(WHAT YOU ARE ASKED TO DO) All the data below needs to be retyped exactly as shown.

(RECORD SET)
-- Opening Marker --
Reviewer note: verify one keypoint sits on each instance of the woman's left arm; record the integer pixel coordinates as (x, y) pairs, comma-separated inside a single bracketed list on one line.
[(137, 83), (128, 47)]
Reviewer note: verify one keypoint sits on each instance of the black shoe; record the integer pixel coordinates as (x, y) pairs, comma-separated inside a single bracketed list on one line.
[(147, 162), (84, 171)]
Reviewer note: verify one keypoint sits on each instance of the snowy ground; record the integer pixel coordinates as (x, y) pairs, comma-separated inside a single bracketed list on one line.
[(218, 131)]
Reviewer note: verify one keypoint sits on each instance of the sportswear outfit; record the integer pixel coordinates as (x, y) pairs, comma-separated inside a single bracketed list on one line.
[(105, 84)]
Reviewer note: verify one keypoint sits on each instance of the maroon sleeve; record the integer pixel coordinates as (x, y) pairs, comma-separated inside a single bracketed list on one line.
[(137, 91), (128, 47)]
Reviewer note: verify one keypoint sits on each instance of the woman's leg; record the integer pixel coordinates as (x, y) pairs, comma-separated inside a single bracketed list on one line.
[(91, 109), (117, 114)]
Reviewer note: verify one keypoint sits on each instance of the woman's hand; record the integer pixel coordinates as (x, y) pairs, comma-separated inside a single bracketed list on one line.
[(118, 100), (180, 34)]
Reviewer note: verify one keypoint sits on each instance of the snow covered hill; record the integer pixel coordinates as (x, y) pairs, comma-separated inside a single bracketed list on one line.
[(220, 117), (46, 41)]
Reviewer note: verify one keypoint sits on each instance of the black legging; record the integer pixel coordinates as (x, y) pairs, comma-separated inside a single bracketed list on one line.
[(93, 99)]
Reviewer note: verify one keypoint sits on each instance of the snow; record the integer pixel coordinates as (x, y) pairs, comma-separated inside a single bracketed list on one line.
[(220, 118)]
-- Closing Marker --
(EXERCISE RESPONSE)
Reviewer note: verify one keypoint sits on each instance of the woman's left arm; record the integer pixel coordinates as (x, y) pairs, comma-separated inside a single bracketed list on one line.
[(137, 83), (128, 47)]
Reviewer note: verify one keypoint sits on each instance of the black shoe; record the integer pixel coordinates as (x, y) pairs, comma-separated inside a single bracketed list on one line.
[(147, 162), (84, 171)]
Reviewer note: verify one keypoint sits on each instance of the snowy ground; record the integer pixel coordinates as (x, y) pairs, comma-separated inside a single bracketed list on one line.
[(218, 131)]
Reviewer note: verify one keypoint sits on each instance of the sportswear outfit; record the integer pixel coordinates as (x, y) pairs, comma-separated inside a single bracketed list on one line.
[(105, 84)]
Reviewer note: verify one keypoint sits on each instance of the maroon sleeve; record the integer pixel coordinates as (x, y) pairs, comma-separated inside a single bracketed list on one line.
[(137, 91), (128, 47)]
Reviewer note: verify one keypoint sits on each instance of the woman's leg; record the integer pixel coordinates as (x, y) pairs, comma-separated inside a single bracketed list on one line.
[(91, 109), (117, 114)]
Reviewer note: verify one keypoint sits on each instance of the woman's hand; record the integer pixel coordinates as (x, y) pairs, comma-separated inside a single bracketed list on one line.
[(118, 100), (180, 34)]
Reviewer note: verify one keypoint sits on each instance of the snow covered hill; record the integer pixel coordinates as (x, y) pairs, comma-separated inside a single bracketed list on one line.
[(220, 117), (46, 41)]
Reviewer note: verify one keypoint sits on each instance of the black legging; record the integer pixel coordinates as (x, y) pairs, comma-separated inside a single bracketed list on one line.
[(93, 99)]
Reviewer note: verify one keypoint sits on each instance of the snow; record the integer pixel coordinates as (x, y) pairs, comma-separated inside a single bracketed list on one line.
[(220, 118)]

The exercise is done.